▶ WORKING DATA

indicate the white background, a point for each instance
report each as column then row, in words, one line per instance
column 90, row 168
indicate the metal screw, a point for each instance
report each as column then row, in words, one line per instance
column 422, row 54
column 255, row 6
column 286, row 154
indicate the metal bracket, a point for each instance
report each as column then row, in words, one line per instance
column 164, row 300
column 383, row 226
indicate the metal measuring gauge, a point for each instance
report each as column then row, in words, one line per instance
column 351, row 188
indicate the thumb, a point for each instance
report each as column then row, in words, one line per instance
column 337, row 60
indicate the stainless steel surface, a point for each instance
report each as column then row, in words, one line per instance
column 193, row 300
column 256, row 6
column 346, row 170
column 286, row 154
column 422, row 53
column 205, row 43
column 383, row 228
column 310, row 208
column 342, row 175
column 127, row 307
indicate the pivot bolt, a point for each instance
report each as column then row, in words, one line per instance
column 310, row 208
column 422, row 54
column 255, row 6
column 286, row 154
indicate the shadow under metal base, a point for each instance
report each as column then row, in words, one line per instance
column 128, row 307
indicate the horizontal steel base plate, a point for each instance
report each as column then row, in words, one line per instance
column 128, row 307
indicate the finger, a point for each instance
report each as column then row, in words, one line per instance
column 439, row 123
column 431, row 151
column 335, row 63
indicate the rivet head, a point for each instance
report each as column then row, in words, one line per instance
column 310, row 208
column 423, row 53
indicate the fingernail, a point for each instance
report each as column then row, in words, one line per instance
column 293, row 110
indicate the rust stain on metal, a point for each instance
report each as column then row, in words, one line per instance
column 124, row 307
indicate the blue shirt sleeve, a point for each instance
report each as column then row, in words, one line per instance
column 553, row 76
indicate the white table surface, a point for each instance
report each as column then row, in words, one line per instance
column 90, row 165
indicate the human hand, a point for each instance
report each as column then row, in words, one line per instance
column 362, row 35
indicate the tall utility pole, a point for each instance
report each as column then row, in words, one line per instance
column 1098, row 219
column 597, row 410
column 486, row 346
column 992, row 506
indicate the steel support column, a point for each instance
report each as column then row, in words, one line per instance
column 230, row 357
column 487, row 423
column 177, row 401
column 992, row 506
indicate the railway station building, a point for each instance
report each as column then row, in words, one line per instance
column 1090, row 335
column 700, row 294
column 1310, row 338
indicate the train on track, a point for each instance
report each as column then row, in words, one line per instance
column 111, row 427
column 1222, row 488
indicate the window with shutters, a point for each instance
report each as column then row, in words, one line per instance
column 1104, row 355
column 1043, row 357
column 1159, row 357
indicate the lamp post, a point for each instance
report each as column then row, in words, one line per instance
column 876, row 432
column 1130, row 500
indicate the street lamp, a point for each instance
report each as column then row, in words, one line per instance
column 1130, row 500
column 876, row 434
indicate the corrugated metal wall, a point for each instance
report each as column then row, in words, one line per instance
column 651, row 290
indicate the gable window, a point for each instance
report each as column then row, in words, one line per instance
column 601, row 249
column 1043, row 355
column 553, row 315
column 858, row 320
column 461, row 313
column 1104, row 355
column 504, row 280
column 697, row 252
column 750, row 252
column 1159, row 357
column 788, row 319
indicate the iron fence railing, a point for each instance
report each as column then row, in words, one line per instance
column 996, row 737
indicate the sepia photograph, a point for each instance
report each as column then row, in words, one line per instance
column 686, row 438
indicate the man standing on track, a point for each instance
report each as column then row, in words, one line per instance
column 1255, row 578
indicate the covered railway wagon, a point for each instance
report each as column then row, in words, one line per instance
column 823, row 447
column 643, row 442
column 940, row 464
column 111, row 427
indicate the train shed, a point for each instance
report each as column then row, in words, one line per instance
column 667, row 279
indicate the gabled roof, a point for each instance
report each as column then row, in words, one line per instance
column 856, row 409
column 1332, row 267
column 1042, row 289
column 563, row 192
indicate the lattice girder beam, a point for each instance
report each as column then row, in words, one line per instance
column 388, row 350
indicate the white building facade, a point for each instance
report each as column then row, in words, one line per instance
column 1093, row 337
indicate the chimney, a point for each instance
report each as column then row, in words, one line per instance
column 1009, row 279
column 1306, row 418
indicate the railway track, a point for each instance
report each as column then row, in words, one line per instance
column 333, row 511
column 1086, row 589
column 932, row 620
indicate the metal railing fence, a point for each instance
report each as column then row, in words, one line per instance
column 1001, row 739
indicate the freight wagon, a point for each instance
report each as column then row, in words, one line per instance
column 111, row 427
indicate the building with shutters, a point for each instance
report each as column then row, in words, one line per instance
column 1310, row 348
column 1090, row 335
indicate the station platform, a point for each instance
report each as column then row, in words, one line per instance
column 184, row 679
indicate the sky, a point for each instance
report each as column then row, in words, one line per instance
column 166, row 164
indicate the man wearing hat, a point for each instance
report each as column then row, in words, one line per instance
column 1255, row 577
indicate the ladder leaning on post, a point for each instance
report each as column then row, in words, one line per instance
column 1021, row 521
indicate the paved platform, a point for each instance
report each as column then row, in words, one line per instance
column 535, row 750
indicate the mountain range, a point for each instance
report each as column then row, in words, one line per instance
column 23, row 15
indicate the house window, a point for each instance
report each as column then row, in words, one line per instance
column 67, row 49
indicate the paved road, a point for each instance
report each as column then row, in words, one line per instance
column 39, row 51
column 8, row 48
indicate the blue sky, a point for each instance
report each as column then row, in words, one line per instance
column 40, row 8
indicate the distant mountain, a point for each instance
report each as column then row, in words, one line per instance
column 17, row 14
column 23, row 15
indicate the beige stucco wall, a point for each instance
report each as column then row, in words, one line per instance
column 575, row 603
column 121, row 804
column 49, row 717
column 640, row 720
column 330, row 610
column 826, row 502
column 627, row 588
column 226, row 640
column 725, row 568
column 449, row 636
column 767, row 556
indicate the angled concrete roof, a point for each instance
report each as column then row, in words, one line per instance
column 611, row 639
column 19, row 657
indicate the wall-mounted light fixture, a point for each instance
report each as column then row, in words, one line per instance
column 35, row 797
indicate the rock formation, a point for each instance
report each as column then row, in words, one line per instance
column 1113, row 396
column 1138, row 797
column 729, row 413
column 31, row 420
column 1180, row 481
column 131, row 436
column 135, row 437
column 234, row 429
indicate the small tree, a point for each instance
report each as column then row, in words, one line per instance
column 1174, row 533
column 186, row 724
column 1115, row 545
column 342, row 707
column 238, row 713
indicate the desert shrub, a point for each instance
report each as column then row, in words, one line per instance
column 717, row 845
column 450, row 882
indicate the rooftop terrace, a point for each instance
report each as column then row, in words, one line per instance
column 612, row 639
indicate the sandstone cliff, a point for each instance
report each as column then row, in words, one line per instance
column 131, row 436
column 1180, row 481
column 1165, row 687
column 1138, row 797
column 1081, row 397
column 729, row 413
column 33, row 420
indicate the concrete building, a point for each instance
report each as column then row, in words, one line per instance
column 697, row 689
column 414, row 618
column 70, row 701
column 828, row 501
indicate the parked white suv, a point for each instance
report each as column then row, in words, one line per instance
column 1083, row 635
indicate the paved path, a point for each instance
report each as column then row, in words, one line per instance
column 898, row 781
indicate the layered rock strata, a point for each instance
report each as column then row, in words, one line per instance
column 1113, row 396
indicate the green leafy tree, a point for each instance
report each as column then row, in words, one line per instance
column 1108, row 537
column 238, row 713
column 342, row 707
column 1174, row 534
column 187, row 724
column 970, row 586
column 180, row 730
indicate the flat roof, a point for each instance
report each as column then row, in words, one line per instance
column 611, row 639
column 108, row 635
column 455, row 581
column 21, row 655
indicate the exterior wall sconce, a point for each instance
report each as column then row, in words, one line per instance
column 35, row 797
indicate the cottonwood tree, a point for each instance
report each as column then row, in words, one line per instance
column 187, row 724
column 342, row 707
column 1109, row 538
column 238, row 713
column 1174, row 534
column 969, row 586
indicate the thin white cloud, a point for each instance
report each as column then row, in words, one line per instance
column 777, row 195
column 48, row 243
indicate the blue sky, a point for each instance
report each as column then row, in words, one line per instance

▶ WHAT TO WORK ON
The answer must be every line of the data that contains the word "wagon".

▶ OUTPUT BELOW
indicate the covered railway wagon, a point for each instance
indicate the freight wagon, a point for each instance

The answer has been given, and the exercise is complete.